___ Extracted data ___
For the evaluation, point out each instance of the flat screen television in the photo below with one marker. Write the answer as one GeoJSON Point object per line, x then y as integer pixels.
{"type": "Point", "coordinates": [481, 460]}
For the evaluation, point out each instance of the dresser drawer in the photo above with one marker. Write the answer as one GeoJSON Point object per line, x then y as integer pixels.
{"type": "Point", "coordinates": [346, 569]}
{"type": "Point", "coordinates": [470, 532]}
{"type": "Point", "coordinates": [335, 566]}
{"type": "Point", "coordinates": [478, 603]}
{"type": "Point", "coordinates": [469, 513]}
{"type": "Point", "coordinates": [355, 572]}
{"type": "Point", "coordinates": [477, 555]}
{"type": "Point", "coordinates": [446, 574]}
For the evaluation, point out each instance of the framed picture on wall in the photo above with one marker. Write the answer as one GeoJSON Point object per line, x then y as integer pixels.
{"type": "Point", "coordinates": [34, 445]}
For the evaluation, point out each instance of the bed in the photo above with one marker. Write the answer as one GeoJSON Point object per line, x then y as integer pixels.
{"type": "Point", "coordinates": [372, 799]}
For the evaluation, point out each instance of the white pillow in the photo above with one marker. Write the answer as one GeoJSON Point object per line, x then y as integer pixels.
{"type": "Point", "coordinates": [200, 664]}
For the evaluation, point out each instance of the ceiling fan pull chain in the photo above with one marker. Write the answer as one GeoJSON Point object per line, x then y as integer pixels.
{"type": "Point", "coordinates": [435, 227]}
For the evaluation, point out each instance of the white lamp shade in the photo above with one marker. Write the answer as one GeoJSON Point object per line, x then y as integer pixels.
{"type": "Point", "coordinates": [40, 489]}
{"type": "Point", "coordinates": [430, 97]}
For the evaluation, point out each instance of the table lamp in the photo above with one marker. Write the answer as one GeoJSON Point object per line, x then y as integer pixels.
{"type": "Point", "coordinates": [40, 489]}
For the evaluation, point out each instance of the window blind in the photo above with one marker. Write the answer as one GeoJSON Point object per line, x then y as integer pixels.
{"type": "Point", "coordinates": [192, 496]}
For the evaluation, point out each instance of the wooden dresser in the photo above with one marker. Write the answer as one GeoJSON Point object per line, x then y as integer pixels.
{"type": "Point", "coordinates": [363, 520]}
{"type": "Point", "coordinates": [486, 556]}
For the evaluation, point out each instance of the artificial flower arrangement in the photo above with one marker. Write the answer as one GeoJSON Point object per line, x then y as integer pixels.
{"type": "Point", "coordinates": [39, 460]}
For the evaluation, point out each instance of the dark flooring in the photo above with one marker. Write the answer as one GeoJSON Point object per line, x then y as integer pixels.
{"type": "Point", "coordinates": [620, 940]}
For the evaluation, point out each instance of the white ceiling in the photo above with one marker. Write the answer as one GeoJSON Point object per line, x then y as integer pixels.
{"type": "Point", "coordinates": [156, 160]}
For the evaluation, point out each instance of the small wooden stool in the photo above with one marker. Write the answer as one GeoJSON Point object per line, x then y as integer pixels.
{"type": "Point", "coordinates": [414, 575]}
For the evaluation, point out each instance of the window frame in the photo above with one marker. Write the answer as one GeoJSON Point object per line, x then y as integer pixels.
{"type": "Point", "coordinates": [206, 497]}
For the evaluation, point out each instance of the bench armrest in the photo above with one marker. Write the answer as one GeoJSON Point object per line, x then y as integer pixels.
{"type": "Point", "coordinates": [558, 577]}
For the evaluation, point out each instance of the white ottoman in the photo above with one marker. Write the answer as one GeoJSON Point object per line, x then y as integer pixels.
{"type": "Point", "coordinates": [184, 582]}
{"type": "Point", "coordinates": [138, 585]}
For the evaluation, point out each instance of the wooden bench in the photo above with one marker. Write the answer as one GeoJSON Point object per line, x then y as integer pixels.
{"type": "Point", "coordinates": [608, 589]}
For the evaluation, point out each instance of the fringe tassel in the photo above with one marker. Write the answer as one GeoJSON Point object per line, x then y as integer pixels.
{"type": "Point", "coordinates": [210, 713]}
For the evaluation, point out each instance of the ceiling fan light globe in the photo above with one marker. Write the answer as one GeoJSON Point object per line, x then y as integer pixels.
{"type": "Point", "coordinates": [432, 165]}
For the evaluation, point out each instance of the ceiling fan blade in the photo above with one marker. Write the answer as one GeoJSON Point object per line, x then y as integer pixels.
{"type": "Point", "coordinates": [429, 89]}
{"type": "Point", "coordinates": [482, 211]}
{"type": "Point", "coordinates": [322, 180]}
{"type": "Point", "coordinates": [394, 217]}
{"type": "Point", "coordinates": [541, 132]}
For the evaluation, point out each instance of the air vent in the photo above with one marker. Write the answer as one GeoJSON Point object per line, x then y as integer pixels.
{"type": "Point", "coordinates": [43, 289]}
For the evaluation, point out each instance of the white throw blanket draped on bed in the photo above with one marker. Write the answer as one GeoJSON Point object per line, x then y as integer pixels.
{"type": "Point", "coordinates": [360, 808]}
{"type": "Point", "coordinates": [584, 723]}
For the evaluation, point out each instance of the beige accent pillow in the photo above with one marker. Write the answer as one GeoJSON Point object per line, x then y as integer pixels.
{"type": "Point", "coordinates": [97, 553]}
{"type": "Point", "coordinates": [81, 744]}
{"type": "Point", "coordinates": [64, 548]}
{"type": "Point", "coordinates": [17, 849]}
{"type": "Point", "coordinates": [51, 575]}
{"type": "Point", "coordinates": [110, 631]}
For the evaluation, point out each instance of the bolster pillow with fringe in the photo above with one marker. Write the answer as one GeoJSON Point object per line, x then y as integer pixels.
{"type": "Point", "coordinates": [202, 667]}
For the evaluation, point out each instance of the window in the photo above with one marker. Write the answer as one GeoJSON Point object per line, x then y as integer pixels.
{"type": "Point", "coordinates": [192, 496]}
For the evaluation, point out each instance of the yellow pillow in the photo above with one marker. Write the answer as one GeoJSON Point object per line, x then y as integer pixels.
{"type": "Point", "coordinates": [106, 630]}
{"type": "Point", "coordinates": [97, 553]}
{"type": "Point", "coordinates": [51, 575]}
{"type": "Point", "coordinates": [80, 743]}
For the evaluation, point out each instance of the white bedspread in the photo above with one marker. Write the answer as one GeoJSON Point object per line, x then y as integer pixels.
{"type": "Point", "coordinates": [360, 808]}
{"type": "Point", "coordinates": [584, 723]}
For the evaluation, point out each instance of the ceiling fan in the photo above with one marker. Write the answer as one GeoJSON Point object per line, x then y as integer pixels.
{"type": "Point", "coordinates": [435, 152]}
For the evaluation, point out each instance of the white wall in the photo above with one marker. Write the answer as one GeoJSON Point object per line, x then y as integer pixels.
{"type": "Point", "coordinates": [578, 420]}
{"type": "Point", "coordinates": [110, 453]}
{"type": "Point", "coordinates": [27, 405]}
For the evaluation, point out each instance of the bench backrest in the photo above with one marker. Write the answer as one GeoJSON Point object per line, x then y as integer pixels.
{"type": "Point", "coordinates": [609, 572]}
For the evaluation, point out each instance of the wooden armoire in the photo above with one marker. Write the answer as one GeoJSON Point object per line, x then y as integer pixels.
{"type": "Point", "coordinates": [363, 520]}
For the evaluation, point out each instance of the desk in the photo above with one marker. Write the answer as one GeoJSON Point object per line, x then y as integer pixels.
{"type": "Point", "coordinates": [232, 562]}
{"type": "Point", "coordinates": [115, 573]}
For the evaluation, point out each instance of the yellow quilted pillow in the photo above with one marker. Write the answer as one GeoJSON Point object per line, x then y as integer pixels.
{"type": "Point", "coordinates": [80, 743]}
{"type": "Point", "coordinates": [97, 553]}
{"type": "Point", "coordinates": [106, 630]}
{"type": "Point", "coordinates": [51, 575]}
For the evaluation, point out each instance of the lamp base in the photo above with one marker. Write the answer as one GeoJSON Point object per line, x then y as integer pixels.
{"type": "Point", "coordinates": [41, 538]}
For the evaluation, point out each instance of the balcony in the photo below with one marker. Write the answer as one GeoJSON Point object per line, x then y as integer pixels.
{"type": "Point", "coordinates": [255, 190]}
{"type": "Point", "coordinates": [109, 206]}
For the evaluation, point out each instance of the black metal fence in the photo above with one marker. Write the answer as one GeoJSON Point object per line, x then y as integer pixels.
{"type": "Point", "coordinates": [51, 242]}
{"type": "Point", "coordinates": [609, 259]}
___
- [Exercise brief] Produce an exact copy of the lines from the one containing "For the evaluation, point out each instance of the lamp" through the last line, and of nothing else.

- [Solved exercise]
For the evaluation, point out each instance of the lamp base in the photo above with one marker. Write the answer as one GeoJSON Point object per line, x then y as integer pixels.
{"type": "Point", "coordinates": [41, 538]}
For the evaluation, point out each instance of the balcony in the photo below with one marker. Write the answer as one GeoJSON Point object per line, x then y as integer pixels.
{"type": "Point", "coordinates": [255, 190]}
{"type": "Point", "coordinates": [109, 206]}
For the evaluation, point out each instance of the black metal fence in the photo above with one marker. Write the answer as one GeoJSON Point object per line, x then y as integer pixels.
{"type": "Point", "coordinates": [51, 242]}
{"type": "Point", "coordinates": [609, 259]}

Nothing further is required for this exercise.